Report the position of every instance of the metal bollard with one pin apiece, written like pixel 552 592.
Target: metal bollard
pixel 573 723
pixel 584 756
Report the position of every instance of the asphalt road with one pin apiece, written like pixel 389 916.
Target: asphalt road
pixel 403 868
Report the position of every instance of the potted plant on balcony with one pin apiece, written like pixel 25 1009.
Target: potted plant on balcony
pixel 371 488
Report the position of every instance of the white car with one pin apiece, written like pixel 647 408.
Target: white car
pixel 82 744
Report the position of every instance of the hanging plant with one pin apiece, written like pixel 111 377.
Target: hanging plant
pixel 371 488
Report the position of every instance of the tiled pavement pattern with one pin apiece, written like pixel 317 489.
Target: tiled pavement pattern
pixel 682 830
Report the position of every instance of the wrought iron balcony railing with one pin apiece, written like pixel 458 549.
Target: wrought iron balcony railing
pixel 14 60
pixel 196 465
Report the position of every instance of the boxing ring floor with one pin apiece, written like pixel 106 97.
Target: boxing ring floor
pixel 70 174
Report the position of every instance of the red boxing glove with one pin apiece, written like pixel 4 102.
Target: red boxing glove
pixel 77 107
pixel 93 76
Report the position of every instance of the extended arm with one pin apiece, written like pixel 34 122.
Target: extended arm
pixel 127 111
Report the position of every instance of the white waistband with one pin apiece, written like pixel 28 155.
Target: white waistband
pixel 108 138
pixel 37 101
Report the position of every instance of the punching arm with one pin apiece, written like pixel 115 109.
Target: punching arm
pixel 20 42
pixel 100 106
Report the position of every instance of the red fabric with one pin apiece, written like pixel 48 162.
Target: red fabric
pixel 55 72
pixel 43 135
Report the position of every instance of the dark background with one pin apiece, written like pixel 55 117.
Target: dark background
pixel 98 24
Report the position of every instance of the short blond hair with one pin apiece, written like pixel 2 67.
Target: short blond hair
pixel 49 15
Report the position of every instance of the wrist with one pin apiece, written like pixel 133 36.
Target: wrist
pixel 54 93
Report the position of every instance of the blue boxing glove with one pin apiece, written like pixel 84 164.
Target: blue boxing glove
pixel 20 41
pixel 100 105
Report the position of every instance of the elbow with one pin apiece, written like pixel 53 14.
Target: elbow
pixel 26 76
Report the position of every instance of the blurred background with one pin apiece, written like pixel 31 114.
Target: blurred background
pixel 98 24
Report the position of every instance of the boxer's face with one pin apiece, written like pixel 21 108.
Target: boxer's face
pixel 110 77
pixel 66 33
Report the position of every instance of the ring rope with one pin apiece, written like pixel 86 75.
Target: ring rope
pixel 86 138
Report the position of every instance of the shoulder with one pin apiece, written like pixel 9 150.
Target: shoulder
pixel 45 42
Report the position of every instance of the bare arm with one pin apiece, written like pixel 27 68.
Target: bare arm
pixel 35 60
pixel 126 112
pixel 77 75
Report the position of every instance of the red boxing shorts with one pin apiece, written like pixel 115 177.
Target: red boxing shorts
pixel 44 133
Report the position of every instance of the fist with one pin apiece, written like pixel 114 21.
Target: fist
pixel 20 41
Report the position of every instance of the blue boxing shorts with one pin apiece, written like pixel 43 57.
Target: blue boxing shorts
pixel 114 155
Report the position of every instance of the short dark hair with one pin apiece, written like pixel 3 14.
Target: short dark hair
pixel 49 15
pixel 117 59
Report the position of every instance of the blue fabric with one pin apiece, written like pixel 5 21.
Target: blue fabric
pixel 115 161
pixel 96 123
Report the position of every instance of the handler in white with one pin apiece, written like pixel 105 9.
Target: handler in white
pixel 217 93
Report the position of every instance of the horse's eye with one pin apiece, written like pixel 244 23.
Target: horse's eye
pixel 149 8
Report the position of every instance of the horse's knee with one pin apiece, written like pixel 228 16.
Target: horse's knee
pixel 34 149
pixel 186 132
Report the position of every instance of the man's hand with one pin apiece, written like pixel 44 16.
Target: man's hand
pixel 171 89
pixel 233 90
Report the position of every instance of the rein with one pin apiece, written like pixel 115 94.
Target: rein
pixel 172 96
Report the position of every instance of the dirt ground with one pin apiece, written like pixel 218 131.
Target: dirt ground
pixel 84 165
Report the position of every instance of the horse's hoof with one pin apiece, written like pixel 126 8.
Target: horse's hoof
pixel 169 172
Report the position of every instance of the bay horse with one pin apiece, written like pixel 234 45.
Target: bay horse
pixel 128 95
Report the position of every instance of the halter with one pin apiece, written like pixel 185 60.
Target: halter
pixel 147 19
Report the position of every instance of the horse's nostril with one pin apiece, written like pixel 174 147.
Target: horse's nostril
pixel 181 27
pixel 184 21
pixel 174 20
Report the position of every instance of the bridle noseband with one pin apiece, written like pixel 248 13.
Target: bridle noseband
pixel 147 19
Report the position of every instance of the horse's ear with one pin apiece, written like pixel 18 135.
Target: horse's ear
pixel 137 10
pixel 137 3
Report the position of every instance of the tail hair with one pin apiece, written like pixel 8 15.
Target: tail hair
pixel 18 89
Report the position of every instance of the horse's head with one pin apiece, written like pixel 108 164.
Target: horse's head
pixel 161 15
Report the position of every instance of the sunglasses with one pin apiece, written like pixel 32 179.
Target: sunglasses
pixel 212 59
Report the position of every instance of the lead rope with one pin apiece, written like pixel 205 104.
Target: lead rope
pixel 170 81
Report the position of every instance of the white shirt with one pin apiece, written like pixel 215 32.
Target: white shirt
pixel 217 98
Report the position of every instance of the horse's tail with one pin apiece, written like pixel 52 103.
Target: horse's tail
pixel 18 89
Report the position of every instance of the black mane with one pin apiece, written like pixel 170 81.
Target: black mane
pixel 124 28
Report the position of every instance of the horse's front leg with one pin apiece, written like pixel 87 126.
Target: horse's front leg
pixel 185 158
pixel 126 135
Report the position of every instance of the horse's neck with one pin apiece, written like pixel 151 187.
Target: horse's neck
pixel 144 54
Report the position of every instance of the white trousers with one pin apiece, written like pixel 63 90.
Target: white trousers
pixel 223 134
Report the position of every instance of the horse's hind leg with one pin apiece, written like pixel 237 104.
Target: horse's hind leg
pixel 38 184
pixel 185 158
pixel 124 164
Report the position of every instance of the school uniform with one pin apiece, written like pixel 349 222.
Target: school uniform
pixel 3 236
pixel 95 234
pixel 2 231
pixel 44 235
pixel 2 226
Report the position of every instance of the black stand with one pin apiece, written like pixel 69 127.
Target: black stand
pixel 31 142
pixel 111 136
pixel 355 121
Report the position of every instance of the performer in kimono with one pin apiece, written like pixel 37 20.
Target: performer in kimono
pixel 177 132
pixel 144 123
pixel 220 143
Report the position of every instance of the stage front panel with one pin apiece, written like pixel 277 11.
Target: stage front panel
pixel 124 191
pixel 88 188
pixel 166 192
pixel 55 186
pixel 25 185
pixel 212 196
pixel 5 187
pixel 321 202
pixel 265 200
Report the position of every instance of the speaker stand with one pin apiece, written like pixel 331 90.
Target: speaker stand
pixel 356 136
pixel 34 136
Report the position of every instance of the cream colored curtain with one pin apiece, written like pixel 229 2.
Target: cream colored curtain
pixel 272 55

○ ○ ○ ○

* What you should do: Reproduce the material above in full, exactly.

* Result of the exercise:
Report the position of every instance of the metal bollard with one pin apiece, written like pixel 552 592.
Target: metal bollard
pixel 573 723
pixel 584 756
Report the position of every instance of the asphalt road with one pin apiece, written like pixel 389 916.
Target: asphalt road
pixel 403 868
Report the position of every instance of the potted plant on balcony with one pin apiece, written like pixel 25 1009.
Target: potted plant on balcony
pixel 371 488
Report the position of every instance of the white car with one pin apiece, written like pixel 647 408.
Target: white car
pixel 82 744
Report the position of every instance of the hanging plant with one pin apiece, written like pixel 111 377.
Target: hanging plant
pixel 371 488
Report the position of every instance of the tiled pavement pattern with one pin apiece, written like pixel 317 489.
Target: tiled pavement pattern
pixel 682 830
Report the position of every instance of the wrought iron balcony railing with one pin apiece, written like pixel 458 549.
Target: wrought iron balcony railing
pixel 14 60
pixel 196 465
Report the position of every instance of the boxing ring floor with one pin apiece, written like pixel 106 97.
Target: boxing ring floor
pixel 70 174
Report the position of every instance of the red boxing glove with one pin apiece, written like pixel 4 102.
Target: red boxing glove
pixel 77 107
pixel 93 76
Report the position of every instance of the extended arm with one pin apiece, written like pixel 34 122.
Target: extended arm
pixel 127 111
Report the position of every instance of the white waistband with one pin apiece, written like pixel 28 155.
Target: white waistband
pixel 108 138
pixel 37 101
Report the position of every instance of the punching arm with one pin apiece, written like pixel 115 109.
Target: punching arm
pixel 20 42
pixel 100 106
Report the position of every instance of the red fabric with one pin apiece, written like pixel 48 162.
Target: red fabric
pixel 55 72
pixel 43 135
Report the position of every instance of the dark background with one pin apiece, written like pixel 55 117.
Target: dark background
pixel 98 24
Report the position of every instance of the short blond hair with one pin apiece, written like pixel 2 67.
Target: short blond hair
pixel 49 15
Report the position of every instance of the wrist with one pin apiece, written like pixel 133 36.
Target: wrist
pixel 54 93
Report the position of every instance of the blue boxing glove with one pin apiece, written like pixel 84 164.
Target: blue boxing glove
pixel 20 41
pixel 100 105
Report the position of every instance of the elbow with one pin apiece, written like pixel 53 14.
Target: elbow
pixel 26 76
Report the position of every instance of the blurred background with one pin apiece, written like pixel 31 114.
Target: blurred background
pixel 98 24
Report the position of every instance of the boxer's face with one pin apiece, written like pixel 21 108.
Target: boxer's face
pixel 110 77
pixel 66 33
Report the position of every instance of the ring rope with one pin apiece, written like pixel 86 75.
Target: ring rope
pixel 86 138
Report the position of every instance of the shoulder with one pin apiece, written like pixel 9 150.
Target: shoulder
pixel 45 42
Report the position of every instance of the bare arm with one pin apiece, written like pixel 27 68.
Target: bare arm
pixel 35 60
pixel 126 112
pixel 77 75
Report the position of every instance of the red boxing shorts with one pin apiece, written like pixel 115 177.
Target: red boxing shorts
pixel 44 133
Report the position of every instance of the fist with one pin apiece, written like pixel 114 21.
Target: fist
pixel 20 41
Report the position of every instance of the blue boxing shorts with one pin apiece, written like pixel 43 57.
Target: blue boxing shorts
pixel 114 155
Report the position of every instance of the short dark hair with one pin apiece, written like pixel 3 14.
Target: short dark hair
pixel 49 15
pixel 117 59
Report the position of every instance of the blue fabric with one pin apiece, written like pixel 5 21.
Target: blue fabric
pixel 115 161
pixel 96 123
Report the position of every instance of the handler in white with one pin apiece, written like pixel 105 9.
Target: handler in white
pixel 217 93
Report the position of every instance of the horse's eye with one pin apiece, written like pixel 244 23.
Target: horse's eye
pixel 149 8
Report the position of every instance of the horse's knee with one pin apiece, written like pixel 228 16.
Target: horse's knee
pixel 34 149
pixel 186 132
Report the position of every instance of the man's hand with one pin apiece, written like pixel 44 16.
Target: man's hand
pixel 171 89
pixel 233 90
Report the position of every instance of the rein with one pin apiece, written like pixel 115 94.
Target: rein
pixel 172 96
Report the position of every instance of the dirt ground with one pin apiece, written like pixel 218 131.
Target: dirt ground
pixel 84 165
Report the position of every instance of the horse's hoof with one pin apiece, written like pixel 126 8.
Target: horse's hoof
pixel 169 172
Report the position of every instance of the bay horse with one pin apiece, written like pixel 234 45.
Target: bay horse
pixel 128 95
Report the position of every instance of the halter with one pin apiece, written like pixel 185 60.
Target: halter
pixel 147 19
Report the position of every instance of the horse's nostril with one pin apiece, written like pixel 174 147.
Target: horse's nostril
pixel 181 27
pixel 184 21
pixel 174 20
Report the position of every instance of the bridle noseband with one pin apiece, written like pixel 248 13.
Target: bridle noseband
pixel 147 19
Report the position of every instance of the horse's ear with one pin apiece, written like pixel 18 135.
Target: horse's ear
pixel 137 10
pixel 137 3
Report the position of every instance of the tail hair with one pin apiece, written like pixel 8 15.
Target: tail hair
pixel 18 89
Report the position of every instance of the horse's head with one pin apiece, written like pixel 108 164.
Target: horse's head
pixel 161 15
Report the position of every instance of the sunglasses with one pin apiece, written like pixel 32 179.
Target: sunglasses
pixel 212 59
Report the position of every instance of the lead rope with one pin apiece, written like pixel 205 104.
Target: lead rope
pixel 170 81
Report the position of every instance of the white shirt with one pin apiece, written like pixel 215 32.
Target: white shirt
pixel 217 98
Report the position of every instance of the horse's tail with one pin apiece, written like pixel 52 103.
Target: horse's tail
pixel 18 89
Report the position of every instance of the black mane with one pin apiece, written like pixel 170 81.
Target: black mane
pixel 124 28
Report the position of every instance of the horse's front leg with one pin apiece, written like pixel 87 126.
Target: horse's front leg
pixel 185 158
pixel 126 135
Report the position of every instance of the horse's neck with one pin apiece, written like pixel 151 187.
Target: horse's neck
pixel 144 54
Report the position of every instance of the white trousers with one pin apiece, written like pixel 63 90.
Target: white trousers
pixel 223 134
Report the position of every instance of the horse's hind leg with one pin apiece, written like pixel 237 104.
Target: horse's hind leg
pixel 38 184
pixel 185 158
pixel 124 164
Report the position of every instance of the school uniform with one pin apiece, written like pixel 349 222.
Target: school uniform
pixel 3 236
pixel 95 234
pixel 2 231
pixel 44 235
pixel 2 226
Report the position of every instance of the black stand with one pin apiece, written like pixel 69 127.
Target: black stand
pixel 31 142
pixel 111 136
pixel 355 121
Report the position of every instance of the performer in kimono with one pin apiece, written like pixel 37 20.
Target: performer in kimono
pixel 177 132
pixel 144 123
pixel 220 143
Report the position of every instance of the stage front panel with one pin apiece, written like pixel 277 11.
Target: stage front panel
pixel 124 191
pixel 88 188
pixel 166 192
pixel 55 186
pixel 25 185
pixel 212 196
pixel 5 187
pixel 321 202
pixel 265 200
Report the position of every instance of the speaker stand with one pin apiece, written like pixel 331 90.
Target: speaker stand
pixel 356 136
pixel 34 136
Report the position of every instance of the cream colored curtain with one pin apiece, written like pixel 229 2.
Target: cream colored curtain
pixel 272 55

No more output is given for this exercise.